## To be done:
[A] In the notes on stabilization, what technique solved the memory management problem?
[B] Edit the listing lines from the one that contains "of the wall" through the end of the listing, swapping "tag" for "mark" and leaving everything else intact. Return only those lines.

## Source:
==================================================

Stablization is the key algorithm. It is divided into two passes over the computation graph starting at the leaf nodes. The leaf nodes are the inputs (..?) to the computation graph. You know which ones have changed, because of calls to the Variable.set method:

  1. Start at the leaf node (inputs?) of the graph and transitively mark all nodes as dirty. Additionally, each node keeps a counter of children that need to be recomputed before I (the node) can be recomputed.
  2. Again starting at the leaf node, re-compute all the nodes that you need. "Propagate until all dirty nodes are clean."

Problem: Memory Management

  • Since calls to bind will change the computation graph, some nodes of that graph will be no longer needed. If they are not cleaned up, you will quickly run into memory problems, because you will have all these dead nodes lying around that aren't needed anymore.
  • They solved this with ref-counting to track if no one is looking for a node anymore, it can be released.

==================================================

## Record excerpts:

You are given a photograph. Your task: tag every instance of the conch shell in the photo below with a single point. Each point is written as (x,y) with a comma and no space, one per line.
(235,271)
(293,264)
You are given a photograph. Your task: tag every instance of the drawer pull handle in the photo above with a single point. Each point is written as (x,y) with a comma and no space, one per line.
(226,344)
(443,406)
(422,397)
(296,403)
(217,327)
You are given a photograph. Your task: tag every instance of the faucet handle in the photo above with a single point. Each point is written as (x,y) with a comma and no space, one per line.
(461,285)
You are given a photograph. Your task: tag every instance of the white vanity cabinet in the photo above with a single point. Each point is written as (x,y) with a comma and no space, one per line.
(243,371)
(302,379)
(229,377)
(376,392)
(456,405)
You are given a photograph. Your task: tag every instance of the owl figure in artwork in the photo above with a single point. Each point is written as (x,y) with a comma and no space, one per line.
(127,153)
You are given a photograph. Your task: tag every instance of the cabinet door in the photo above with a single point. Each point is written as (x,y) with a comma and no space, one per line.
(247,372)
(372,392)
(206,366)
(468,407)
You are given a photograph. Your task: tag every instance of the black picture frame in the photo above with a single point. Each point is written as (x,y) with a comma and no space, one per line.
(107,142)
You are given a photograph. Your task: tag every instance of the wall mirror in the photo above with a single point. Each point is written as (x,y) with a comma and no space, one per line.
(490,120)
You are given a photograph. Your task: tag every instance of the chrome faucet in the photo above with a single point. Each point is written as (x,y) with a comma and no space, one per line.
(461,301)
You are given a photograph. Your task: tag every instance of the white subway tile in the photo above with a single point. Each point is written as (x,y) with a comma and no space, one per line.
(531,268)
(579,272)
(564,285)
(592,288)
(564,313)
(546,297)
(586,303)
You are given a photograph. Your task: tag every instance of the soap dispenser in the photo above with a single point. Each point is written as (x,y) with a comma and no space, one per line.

==================================================

## Responses:
[A] Ref-counting, which tracks whether anyone is still looking for a node so that it can be released.

[B]
You are given a photograph. Your task: mark every instance of the wall mirror in the photo above with a single point. Each point is written as (x,y) with a comma and no space, one per line.
(490,120)
You are given a photograph. Your task: mark every instance of the chrome faucet in the photo above with a single point. Each point is written as (x,y) with a comma and no space, one per line.
(461,301)
You are given a photograph. Your task: mark every instance of the white subway tile in the photo above with a single point. Each point is written as (x,y) with a comma and no space, one per line.
(531,268)
(579,272)
(564,285)
(592,288)
(564,313)
(546,297)
(586,303)
You are given a photograph. Your task: mark every instance of the soap dispenser in the photo above with a single point. Each point is written as (x,y) with a comma and no space, one per line.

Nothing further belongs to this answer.